◆ **PASSAGE PROVIDED**
╔══

Theresa | 861 comments Patrice wrote: "That senselessness, I think, shakes you to the bone. No order to the universe. No God. No purpose. .."

so it was the first time the world seemed to fall apart. In previous wars they knew how to make sense of it.


message 52: by Thomas (new)

Thomas | 4976 comments Patrice wrote: "I think what bothers me, and I've been struggling with this, is the idea that we can say "it was the first time". I think all of the writers and historians have expressed that sense of pre-war and..."

Can the cyclical nature of war be compared to the cycle of the seasons? War followed by mourning followed by recovery followed by flourishing... then more war, like the changing of the seasons. I'm not sure if Eliot subscribed to this theory of history, but it wouldn't surprise me if he did.


message 53: by Theresa (new)

Theresa | 861 comments Patrice wrote: "I think what bothers me, and I've been struggling with this, is the idea that we can say "it was the first time". I think all of the writers and historians have expressed that sense of pre-war and..."

I'd say that compared to previous falling-aparts WWWI fell happened within the space of 4 years, before the eyes of the western world.

I'm just saying it was a unique and abrupt change to the way a lot of people thought about war.

Without going too far off topic, consider the poetry of Wilfred Owen, for example:
http://www.warpoetry.co.uk/owen1.html
and compare it to the poetry of Rupert Brooke in 1914:
http://www.poetryfoundation.org/poetr...

Only a few years difference between the dates of the above two poems but a sea change in the way people thought about the meaning and glory of war.


message 54: by Theresa (new)

Theresa | 861 comments Was there a time in western civilization before WWI when people allowed themselves to consider that war might be insane and meaningless?


message 55: by Theresa (new)

╚══

◆ **TASKS**
1. From the forum discussion about war, set down the passage starting at "I'd say that" and ending at "glory of war.".
2. In the forum discussion about war, whose 1914 poetry does Theresa suggest comparing with the poetry of Wilfred Owen?

◆ **GIVEN ENTRIES**
╔══

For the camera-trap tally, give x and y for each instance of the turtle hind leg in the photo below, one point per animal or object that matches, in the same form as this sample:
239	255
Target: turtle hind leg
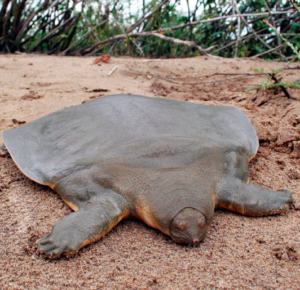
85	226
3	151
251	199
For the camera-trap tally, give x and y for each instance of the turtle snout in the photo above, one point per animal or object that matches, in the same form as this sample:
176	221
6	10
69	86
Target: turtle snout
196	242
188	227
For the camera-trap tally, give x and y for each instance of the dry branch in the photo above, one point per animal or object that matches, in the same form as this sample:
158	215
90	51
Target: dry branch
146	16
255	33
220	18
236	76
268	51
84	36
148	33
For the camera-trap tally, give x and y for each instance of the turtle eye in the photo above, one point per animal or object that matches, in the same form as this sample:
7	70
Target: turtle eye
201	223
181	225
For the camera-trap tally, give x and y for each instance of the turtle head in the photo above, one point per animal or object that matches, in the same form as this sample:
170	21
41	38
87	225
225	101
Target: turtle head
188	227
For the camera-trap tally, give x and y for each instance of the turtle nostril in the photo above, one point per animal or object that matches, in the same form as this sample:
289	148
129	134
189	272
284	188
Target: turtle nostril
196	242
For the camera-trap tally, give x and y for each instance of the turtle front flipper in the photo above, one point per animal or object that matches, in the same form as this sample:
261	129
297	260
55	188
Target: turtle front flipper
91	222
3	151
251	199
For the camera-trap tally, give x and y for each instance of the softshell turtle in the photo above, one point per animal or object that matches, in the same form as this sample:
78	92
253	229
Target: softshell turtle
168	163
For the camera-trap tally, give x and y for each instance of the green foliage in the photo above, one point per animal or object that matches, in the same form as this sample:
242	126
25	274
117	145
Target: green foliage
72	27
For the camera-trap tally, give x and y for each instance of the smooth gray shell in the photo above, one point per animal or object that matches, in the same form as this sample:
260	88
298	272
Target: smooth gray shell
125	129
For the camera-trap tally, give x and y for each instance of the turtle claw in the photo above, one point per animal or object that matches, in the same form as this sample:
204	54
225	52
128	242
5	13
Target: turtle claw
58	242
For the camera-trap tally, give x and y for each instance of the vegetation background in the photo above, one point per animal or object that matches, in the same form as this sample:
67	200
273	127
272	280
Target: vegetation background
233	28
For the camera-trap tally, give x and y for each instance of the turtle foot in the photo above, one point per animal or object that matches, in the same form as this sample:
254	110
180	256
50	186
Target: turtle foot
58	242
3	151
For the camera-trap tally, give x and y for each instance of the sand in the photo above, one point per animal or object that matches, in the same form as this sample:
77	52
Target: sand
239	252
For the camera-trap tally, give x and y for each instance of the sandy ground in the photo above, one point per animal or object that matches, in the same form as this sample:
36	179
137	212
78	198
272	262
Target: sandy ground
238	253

╚══

◆ **OUTPUTS FOR THE TASKS**
1.
I'd say that compared to previous falling-aparts WWWI fell happened within the space of 4 years, before the eyes of the western world.

I'm just saying it was a unique and abrupt change to the way a lot of people thought about war.

Without going too far off topic, consider the poetry of Wilfred Owen, for example:
http://www.warpoetry.co.uk/owen1.html
and compare it to the poetry of Rupert Brooke in 1914:
http://www.poetryfoundation.org/poetr...

Only a few years difference between the dates of the above two poems but a sea change in the way people thought about the meaning and glory of war.

2. Rupert Brooke's.